* start LISTED RECORDS *
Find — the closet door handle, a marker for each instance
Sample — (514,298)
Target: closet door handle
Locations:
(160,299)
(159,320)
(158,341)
* end LISTED RECORDS *
Rewrite the listing, swapping each "closet door handle" for "closet doorknob" and leaving everything else as it is.

Find — the closet doorknob, a marker for each instance
Sample — (514,298)
Target: closet doorknob
Locations:
(160,299)
(159,320)
(158,341)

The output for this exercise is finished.